▸ Task prompt:
All of the listing should be transcribed exactly.

:: Dataset excerpts

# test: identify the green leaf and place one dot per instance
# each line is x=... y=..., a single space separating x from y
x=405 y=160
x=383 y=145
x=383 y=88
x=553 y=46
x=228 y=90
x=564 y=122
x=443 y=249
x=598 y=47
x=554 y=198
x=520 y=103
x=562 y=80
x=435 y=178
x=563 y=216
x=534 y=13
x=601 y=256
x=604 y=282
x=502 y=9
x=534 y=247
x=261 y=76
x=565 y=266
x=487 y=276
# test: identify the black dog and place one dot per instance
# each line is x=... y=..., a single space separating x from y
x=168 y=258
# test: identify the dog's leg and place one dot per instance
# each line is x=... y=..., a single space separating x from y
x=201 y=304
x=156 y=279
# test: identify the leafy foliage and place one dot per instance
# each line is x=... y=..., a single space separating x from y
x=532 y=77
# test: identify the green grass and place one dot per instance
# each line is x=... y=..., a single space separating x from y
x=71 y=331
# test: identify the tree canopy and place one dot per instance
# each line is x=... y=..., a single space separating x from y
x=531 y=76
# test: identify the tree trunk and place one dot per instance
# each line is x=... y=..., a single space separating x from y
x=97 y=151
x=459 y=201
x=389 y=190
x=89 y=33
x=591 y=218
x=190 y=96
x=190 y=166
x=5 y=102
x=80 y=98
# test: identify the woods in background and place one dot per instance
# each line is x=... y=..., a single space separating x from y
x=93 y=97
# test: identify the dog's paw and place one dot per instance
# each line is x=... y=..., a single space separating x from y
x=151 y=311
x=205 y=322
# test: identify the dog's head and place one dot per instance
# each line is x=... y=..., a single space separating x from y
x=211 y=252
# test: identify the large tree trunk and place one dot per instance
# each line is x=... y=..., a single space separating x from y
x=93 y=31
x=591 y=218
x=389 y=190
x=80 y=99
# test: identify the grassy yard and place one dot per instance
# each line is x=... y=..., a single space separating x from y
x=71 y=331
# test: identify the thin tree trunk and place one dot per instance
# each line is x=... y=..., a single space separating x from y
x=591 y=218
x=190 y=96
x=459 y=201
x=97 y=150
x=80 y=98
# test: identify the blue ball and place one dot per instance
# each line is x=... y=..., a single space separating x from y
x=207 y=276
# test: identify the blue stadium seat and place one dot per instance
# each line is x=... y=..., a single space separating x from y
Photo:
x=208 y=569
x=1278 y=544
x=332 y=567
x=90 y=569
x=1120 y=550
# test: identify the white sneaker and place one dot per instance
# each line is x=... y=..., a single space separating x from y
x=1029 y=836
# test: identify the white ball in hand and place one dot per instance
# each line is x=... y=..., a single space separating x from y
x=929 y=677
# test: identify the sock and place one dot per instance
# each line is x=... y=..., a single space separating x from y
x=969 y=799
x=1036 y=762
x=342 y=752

::::

▸ Exercise output:
# test: identify the green leaf and place one dot per instance
# each line is x=... y=..., a single space separating x from y
x=405 y=160
x=383 y=145
x=383 y=88
x=553 y=46
x=228 y=90
x=564 y=122
x=443 y=249
x=598 y=47
x=554 y=198
x=520 y=103
x=562 y=80
x=435 y=178
x=563 y=216
x=534 y=13
x=601 y=256
x=604 y=282
x=502 y=9
x=534 y=247
x=261 y=76
x=565 y=266
x=487 y=276
# test: identify the black dog and place one dot per instance
# each line is x=... y=..., a single space separating x from y
x=168 y=258
# test: identify the dog's leg and place one dot per instance
# each line is x=... y=..., a single space separating x from y
x=201 y=304
x=156 y=279
# test: identify the leafy foliage and place one dot per instance
# each line is x=... y=..., a single space separating x from y
x=532 y=77
# test: identify the green grass and place one dot per instance
# each line is x=... y=..., a single space separating x from y
x=71 y=331
# test: identify the tree canopy and place one dot per instance
# each line is x=... y=..., a single space separating x from y
x=531 y=76
# test: identify the tree trunk and place one dot per instance
# each line is x=... y=..., a single space separating x from y
x=97 y=151
x=459 y=201
x=389 y=190
x=89 y=33
x=591 y=218
x=190 y=96
x=190 y=166
x=5 y=102
x=80 y=98
# test: identify the woods in background and place one dot per instance
# each line is x=... y=..., a single space separating x from y
x=93 y=97
# test: identify the dog's paw and place one dot per instance
# each line is x=... y=..., a single space separating x from y
x=151 y=311
x=205 y=322
# test: identify the dog's head and place one dot per instance
# each line is x=... y=..., a single space separating x from y
x=211 y=252
# test: identify the large tree trunk and place one dot per instance
# each line is x=... y=..., a single space separating x from y
x=93 y=31
x=591 y=218
x=389 y=190
x=80 y=99
# test: identify the grassy yard and place one dot per instance
# each line is x=... y=..., a single space separating x from y
x=71 y=331
# test: identify the thin tree trunk and place one dot per instance
# each line is x=... y=..., a single space separating x from y
x=591 y=218
x=190 y=96
x=459 y=201
x=97 y=150
x=80 y=98
# test: identify the blue ball and place one dot per instance
# each line is x=... y=..., a single space separating x from y
x=207 y=276
# test: identify the blue stadium seat and place one dot per instance
# each line is x=... y=..., a single space separating x from y
Photo:
x=208 y=569
x=1278 y=544
x=332 y=567
x=90 y=569
x=1120 y=550
# test: identify the white sneaker and place one dot per instance
# each line is x=... y=..., a single space separating x from y
x=1029 y=836
# test: identify the white ball in hand and place one dot per instance
# each line is x=... y=..., a single space separating x from y
x=929 y=677
# test: identify the sock and place one dot per instance
# each line is x=... y=..., a single space separating x from y
x=969 y=799
x=1036 y=762
x=342 y=752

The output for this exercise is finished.